Count the lines below that contain the string "handle". Reply with only that number.
====
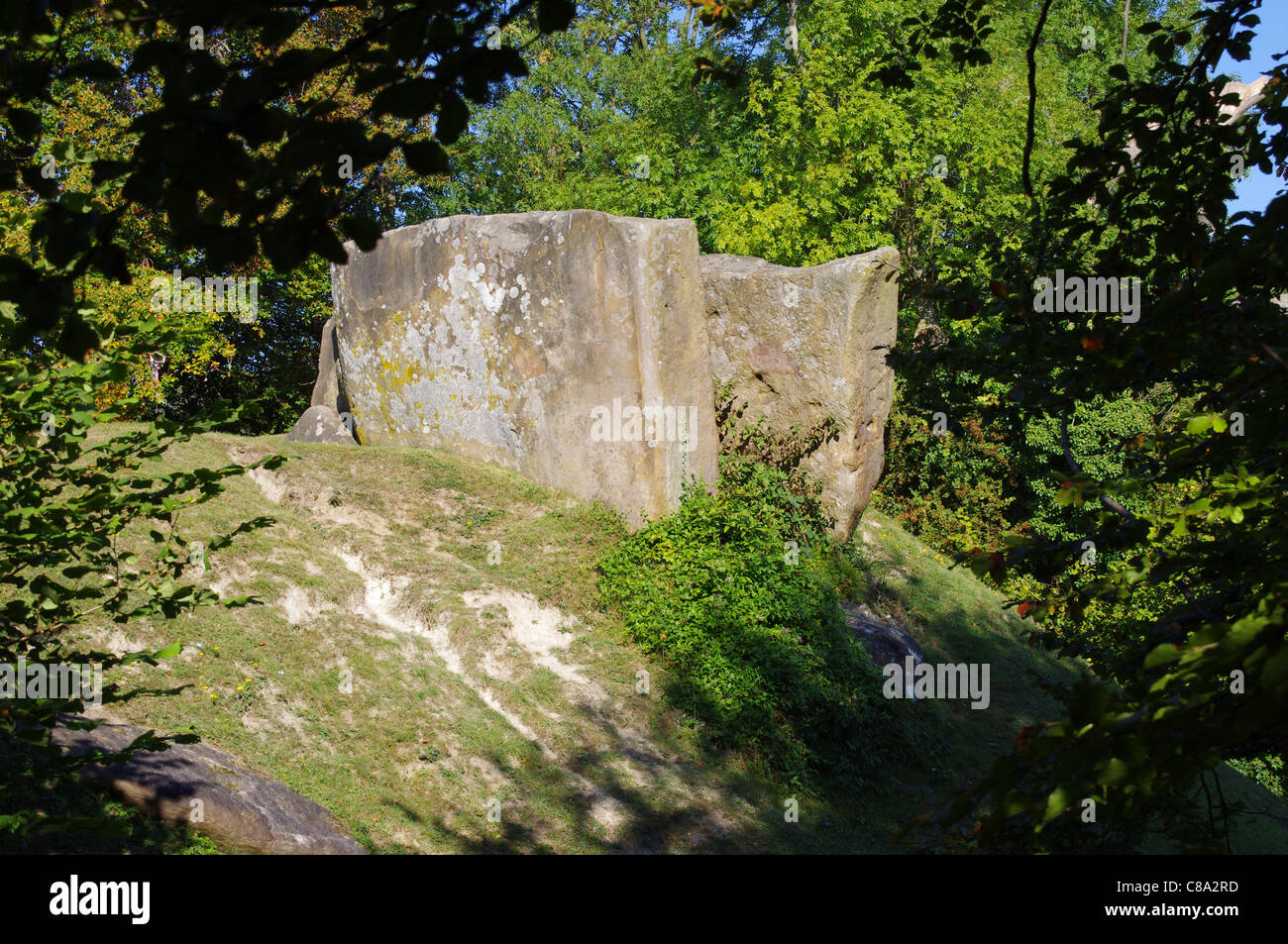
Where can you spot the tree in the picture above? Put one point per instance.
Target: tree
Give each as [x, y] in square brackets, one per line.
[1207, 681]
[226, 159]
====
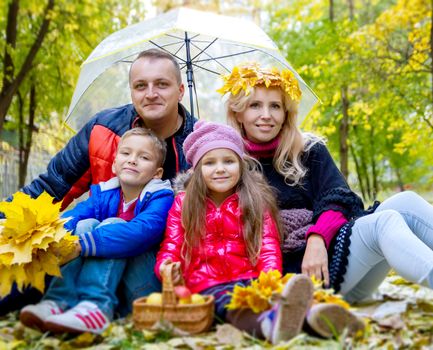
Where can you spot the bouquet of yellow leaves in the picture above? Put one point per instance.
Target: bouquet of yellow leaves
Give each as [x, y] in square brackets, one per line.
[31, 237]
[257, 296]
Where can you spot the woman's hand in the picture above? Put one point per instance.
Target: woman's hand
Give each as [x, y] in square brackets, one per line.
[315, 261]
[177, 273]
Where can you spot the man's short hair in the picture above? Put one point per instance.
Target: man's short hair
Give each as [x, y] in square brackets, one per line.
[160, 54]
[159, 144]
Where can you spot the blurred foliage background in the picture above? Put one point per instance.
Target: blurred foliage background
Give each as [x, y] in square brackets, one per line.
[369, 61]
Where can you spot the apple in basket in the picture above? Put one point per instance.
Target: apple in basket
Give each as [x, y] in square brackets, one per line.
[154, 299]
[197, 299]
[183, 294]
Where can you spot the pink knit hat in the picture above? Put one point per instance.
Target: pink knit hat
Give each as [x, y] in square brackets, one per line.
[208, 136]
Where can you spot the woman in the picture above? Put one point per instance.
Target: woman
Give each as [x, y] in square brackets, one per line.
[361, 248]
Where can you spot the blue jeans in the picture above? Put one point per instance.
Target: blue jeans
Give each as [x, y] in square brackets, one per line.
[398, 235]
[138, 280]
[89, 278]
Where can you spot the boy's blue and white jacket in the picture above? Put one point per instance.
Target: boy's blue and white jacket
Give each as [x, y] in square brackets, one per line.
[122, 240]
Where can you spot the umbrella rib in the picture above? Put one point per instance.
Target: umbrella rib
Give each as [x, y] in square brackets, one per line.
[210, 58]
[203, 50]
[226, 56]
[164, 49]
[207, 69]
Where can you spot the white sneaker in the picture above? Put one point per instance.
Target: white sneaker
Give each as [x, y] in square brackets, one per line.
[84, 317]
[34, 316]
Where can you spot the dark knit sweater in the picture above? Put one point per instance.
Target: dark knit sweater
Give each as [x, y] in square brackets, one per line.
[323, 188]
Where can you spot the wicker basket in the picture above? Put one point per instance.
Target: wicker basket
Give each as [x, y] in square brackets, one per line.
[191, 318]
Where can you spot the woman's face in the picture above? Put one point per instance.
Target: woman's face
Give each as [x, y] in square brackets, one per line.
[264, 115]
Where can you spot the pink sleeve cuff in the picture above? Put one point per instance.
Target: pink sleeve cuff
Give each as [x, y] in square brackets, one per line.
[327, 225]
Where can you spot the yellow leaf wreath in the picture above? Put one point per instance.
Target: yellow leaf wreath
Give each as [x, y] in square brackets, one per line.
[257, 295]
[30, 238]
====
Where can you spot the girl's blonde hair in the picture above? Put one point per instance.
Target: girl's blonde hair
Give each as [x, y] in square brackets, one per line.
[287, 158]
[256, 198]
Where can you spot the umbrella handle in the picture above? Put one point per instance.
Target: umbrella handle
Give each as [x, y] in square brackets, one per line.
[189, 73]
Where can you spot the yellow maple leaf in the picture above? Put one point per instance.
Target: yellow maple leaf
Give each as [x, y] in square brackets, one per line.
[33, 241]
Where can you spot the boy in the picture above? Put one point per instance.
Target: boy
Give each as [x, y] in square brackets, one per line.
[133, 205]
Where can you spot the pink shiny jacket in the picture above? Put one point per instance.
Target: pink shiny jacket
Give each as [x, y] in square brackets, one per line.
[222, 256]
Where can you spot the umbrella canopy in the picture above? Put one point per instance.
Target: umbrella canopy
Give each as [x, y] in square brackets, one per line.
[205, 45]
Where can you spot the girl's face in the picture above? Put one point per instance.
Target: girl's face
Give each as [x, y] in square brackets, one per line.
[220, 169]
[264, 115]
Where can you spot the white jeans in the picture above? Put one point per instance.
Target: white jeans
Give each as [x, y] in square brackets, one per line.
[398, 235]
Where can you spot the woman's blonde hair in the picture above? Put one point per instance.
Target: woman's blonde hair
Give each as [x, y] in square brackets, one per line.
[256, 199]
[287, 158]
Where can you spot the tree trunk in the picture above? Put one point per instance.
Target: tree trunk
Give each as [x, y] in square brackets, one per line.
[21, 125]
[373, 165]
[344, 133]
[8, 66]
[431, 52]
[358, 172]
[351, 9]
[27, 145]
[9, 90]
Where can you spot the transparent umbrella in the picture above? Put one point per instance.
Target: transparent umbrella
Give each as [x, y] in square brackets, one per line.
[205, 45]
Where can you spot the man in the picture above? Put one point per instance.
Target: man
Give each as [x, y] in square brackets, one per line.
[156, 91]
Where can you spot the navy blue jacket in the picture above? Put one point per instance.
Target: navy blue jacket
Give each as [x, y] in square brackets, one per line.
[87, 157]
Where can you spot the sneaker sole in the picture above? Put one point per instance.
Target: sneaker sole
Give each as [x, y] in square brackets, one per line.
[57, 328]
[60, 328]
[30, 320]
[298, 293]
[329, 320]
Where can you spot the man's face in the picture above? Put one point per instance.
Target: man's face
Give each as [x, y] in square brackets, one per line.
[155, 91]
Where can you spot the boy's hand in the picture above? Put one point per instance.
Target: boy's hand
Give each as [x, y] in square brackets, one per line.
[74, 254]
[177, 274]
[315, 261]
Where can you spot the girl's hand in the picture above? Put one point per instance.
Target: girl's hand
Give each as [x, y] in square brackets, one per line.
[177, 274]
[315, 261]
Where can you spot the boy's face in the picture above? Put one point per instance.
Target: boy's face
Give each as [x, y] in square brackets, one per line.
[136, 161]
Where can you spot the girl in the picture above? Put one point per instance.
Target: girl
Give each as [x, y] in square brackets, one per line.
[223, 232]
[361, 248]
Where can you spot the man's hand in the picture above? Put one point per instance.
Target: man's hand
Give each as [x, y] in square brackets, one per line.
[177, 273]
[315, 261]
====
Result of this task = 2